Give back the line where "Return one point per instance of the rear side" appears and all the lines after it until the listing ends, unchanged and with nothing else.

— START Data supplied —

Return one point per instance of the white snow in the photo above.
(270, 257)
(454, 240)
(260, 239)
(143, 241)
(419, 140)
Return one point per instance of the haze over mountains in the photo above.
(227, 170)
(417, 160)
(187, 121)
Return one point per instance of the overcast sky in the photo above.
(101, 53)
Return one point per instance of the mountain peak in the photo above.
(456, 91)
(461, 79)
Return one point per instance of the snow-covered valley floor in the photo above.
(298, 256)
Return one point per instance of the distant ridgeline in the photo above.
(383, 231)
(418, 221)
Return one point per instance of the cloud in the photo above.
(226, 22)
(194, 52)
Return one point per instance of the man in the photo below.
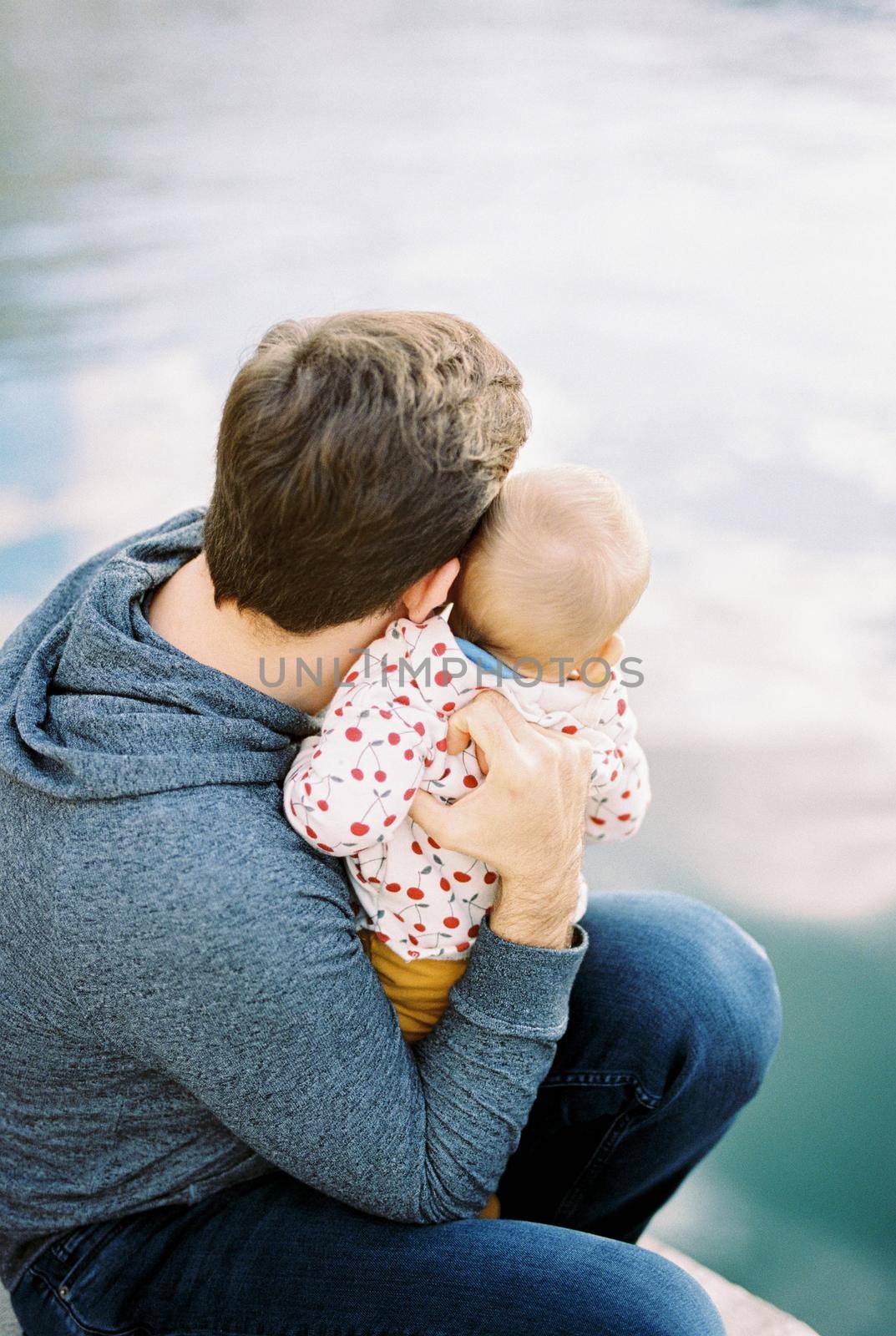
(210, 1120)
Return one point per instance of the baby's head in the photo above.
(553, 571)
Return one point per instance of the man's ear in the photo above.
(430, 591)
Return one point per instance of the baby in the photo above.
(549, 578)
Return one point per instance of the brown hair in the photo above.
(357, 453)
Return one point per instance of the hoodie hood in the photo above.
(94, 705)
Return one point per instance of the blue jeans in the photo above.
(673, 1020)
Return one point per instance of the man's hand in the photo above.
(525, 821)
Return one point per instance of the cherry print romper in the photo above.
(385, 734)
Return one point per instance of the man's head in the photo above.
(356, 454)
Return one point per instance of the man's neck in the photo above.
(301, 671)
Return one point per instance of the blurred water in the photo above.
(679, 217)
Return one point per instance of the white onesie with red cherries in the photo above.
(385, 735)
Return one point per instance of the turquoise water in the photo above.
(677, 215)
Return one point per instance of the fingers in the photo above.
(445, 822)
(490, 721)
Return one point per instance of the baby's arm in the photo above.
(350, 785)
(620, 788)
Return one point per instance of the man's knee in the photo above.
(736, 1022)
(579, 1284)
(699, 988)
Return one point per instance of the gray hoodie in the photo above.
(185, 999)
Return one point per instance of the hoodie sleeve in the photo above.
(235, 973)
(620, 788)
(356, 782)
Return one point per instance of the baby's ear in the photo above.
(613, 650)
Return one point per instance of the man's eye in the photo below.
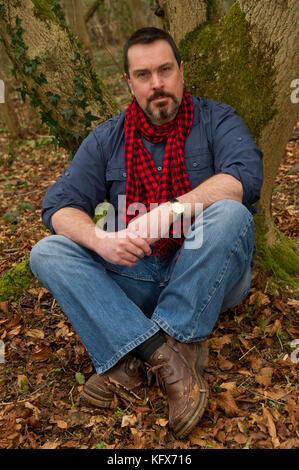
(142, 74)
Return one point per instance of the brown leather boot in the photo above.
(129, 372)
(178, 368)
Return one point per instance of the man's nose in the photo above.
(157, 82)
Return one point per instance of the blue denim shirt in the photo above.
(219, 142)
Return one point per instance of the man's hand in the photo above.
(154, 224)
(123, 247)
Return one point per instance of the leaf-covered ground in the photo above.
(252, 371)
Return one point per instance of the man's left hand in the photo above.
(154, 224)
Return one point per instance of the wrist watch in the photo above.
(176, 206)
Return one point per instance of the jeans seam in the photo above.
(125, 350)
(167, 327)
(219, 280)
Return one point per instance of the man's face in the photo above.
(156, 80)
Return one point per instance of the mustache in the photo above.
(159, 94)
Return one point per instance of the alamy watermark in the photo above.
(295, 353)
(185, 225)
(2, 92)
(295, 93)
(2, 352)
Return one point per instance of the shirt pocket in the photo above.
(116, 179)
(199, 166)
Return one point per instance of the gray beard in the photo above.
(164, 113)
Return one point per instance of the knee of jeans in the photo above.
(38, 252)
(229, 213)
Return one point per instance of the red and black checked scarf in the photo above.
(144, 184)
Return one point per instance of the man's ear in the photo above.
(129, 83)
(182, 69)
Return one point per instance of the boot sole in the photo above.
(185, 429)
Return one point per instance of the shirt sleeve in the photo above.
(236, 153)
(81, 185)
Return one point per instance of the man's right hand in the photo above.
(123, 247)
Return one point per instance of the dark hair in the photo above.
(147, 36)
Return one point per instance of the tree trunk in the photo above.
(248, 59)
(8, 113)
(74, 13)
(91, 10)
(52, 70)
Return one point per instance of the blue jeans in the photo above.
(115, 308)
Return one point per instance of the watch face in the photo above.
(178, 208)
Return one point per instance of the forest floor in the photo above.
(252, 370)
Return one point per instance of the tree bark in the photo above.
(92, 9)
(272, 38)
(8, 112)
(75, 19)
(277, 22)
(53, 72)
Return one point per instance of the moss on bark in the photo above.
(280, 260)
(16, 280)
(223, 63)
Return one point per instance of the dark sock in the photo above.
(146, 349)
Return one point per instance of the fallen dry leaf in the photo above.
(42, 354)
(227, 403)
(228, 385)
(61, 424)
(259, 299)
(51, 445)
(161, 421)
(4, 307)
(264, 377)
(35, 333)
(128, 420)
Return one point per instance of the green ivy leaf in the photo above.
(80, 378)
(53, 98)
(11, 217)
(67, 113)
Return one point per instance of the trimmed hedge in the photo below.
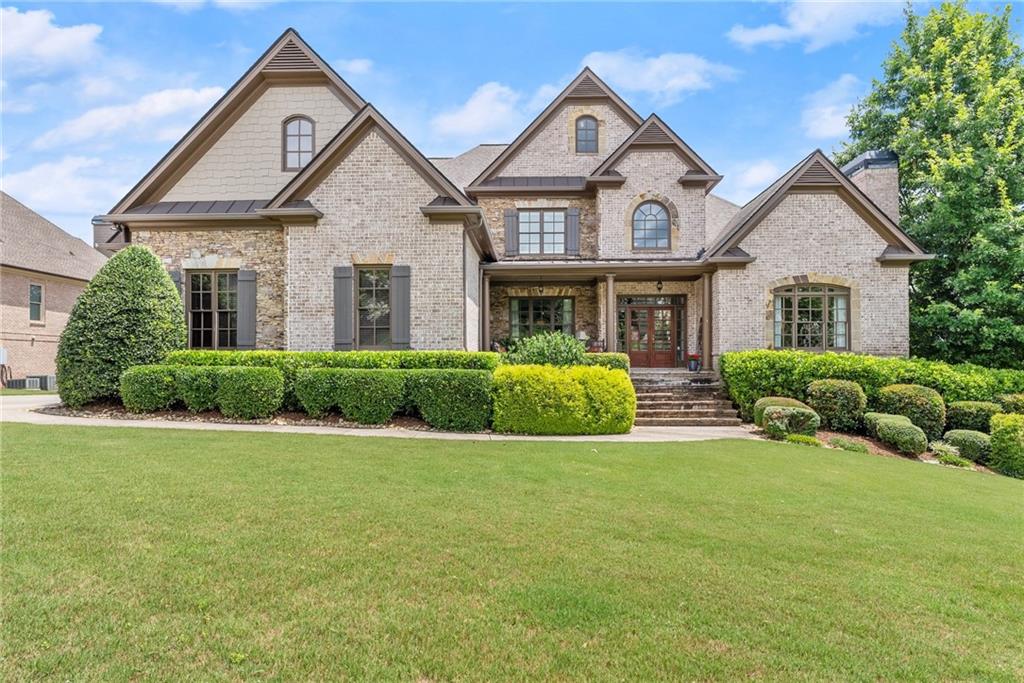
(546, 399)
(971, 415)
(974, 445)
(923, 406)
(147, 388)
(751, 375)
(841, 403)
(453, 399)
(1007, 456)
(780, 421)
(762, 403)
(250, 393)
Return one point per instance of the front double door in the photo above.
(650, 336)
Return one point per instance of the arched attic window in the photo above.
(297, 142)
(587, 135)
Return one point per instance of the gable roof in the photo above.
(816, 171)
(290, 59)
(655, 133)
(346, 139)
(585, 86)
(28, 241)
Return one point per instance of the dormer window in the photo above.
(586, 135)
(298, 142)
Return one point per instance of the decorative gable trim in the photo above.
(289, 59)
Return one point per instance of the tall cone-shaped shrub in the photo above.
(129, 314)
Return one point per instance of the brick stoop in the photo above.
(680, 398)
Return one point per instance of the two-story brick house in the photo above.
(294, 215)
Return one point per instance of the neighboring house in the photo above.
(294, 215)
(42, 271)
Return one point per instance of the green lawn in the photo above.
(168, 555)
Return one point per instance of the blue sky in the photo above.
(94, 93)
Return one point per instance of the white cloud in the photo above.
(138, 117)
(32, 44)
(666, 77)
(818, 24)
(824, 111)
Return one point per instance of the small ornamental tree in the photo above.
(129, 314)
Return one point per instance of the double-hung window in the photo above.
(542, 231)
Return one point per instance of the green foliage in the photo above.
(768, 401)
(840, 402)
(950, 103)
(548, 348)
(545, 399)
(972, 444)
(848, 444)
(751, 375)
(778, 421)
(452, 399)
(1007, 456)
(609, 360)
(922, 406)
(129, 314)
(250, 393)
(147, 388)
(803, 439)
(1012, 402)
(971, 415)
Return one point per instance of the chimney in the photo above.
(877, 174)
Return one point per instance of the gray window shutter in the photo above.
(247, 310)
(572, 231)
(400, 304)
(511, 232)
(344, 308)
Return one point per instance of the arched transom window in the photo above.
(812, 317)
(298, 146)
(587, 135)
(650, 226)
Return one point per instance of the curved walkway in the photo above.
(24, 409)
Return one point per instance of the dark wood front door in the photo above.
(650, 336)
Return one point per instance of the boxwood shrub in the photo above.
(147, 388)
(453, 399)
(841, 403)
(751, 375)
(923, 406)
(1007, 456)
(762, 403)
(250, 393)
(546, 399)
(973, 444)
(780, 421)
(971, 415)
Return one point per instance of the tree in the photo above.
(950, 104)
(129, 314)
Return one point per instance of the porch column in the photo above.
(485, 317)
(707, 360)
(610, 336)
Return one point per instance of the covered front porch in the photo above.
(653, 311)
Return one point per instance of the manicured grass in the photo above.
(170, 555)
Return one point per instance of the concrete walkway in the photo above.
(24, 409)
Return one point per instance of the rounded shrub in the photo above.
(974, 445)
(1007, 456)
(147, 388)
(762, 403)
(971, 415)
(840, 402)
(548, 348)
(924, 407)
(250, 393)
(129, 314)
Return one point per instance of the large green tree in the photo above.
(951, 104)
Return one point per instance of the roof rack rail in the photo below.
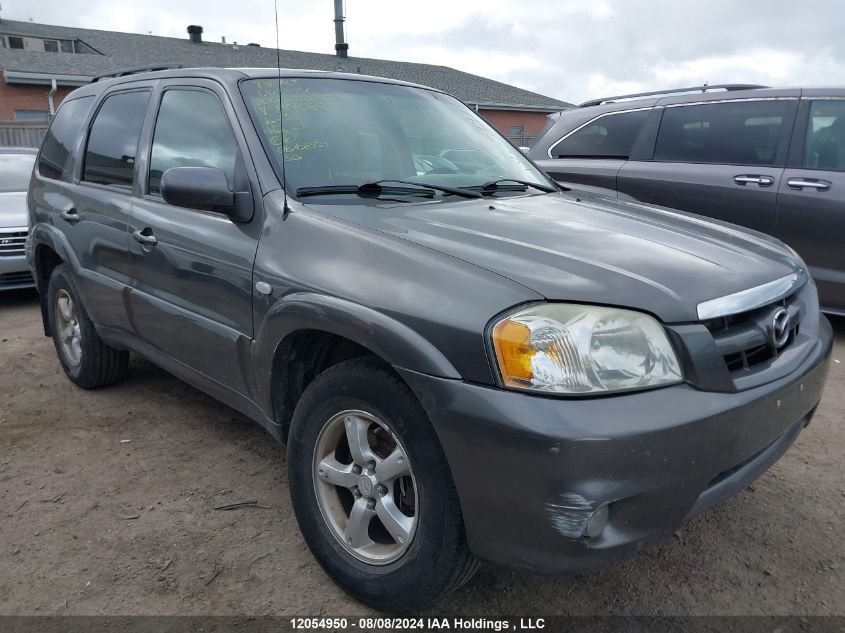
(704, 88)
(123, 72)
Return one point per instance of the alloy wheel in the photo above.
(365, 487)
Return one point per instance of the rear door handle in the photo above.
(70, 215)
(761, 181)
(145, 237)
(806, 183)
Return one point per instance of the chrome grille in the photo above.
(12, 243)
(746, 340)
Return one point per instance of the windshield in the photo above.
(15, 171)
(348, 132)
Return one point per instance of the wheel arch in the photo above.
(306, 333)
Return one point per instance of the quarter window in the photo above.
(62, 135)
(733, 133)
(192, 130)
(113, 141)
(610, 136)
(825, 145)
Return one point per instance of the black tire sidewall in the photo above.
(82, 373)
(419, 571)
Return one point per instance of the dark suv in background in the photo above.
(465, 362)
(766, 158)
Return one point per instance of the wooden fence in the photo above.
(22, 133)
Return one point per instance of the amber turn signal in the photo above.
(512, 343)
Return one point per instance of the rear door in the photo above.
(591, 155)
(93, 207)
(720, 159)
(811, 202)
(192, 269)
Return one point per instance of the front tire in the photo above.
(372, 491)
(86, 360)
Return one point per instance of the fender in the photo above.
(384, 336)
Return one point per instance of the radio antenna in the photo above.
(286, 208)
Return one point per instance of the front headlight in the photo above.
(578, 349)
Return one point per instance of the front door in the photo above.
(192, 269)
(811, 202)
(93, 206)
(723, 160)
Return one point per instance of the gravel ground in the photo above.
(107, 507)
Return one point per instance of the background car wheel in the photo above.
(87, 361)
(372, 491)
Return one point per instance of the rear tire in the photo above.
(393, 577)
(86, 360)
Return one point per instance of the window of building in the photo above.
(730, 133)
(113, 141)
(63, 133)
(192, 130)
(825, 144)
(609, 136)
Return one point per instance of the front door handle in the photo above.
(760, 181)
(807, 183)
(145, 237)
(70, 215)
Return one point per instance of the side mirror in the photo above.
(203, 188)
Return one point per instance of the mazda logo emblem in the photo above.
(779, 329)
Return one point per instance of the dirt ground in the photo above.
(107, 507)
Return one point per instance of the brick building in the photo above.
(41, 63)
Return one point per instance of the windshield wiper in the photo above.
(494, 184)
(376, 188)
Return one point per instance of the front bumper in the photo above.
(530, 470)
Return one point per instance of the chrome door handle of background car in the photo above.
(801, 183)
(70, 215)
(762, 181)
(145, 239)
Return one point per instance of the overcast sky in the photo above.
(569, 49)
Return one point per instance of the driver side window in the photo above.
(192, 130)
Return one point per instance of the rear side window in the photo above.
(733, 133)
(192, 130)
(825, 144)
(113, 141)
(62, 136)
(609, 136)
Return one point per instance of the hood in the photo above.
(590, 250)
(13, 212)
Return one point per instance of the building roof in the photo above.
(111, 51)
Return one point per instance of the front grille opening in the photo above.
(745, 339)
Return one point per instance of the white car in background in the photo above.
(16, 165)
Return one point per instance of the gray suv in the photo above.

— END Data supplied —

- _Expected output_:
Return one point per instance of the rear side window in the photo above.
(733, 133)
(192, 130)
(825, 144)
(113, 141)
(62, 136)
(609, 136)
Return one point per instance of the hood in the photo above.
(590, 250)
(13, 212)
Return one point per instance of the building roof in the photo above.
(111, 51)
Return one point per instance of the front grille opening in the photo above.
(745, 339)
Return one point per instance of the white car in background in the photo above.
(16, 165)
Return one point per instance of the gray suv in the photo above.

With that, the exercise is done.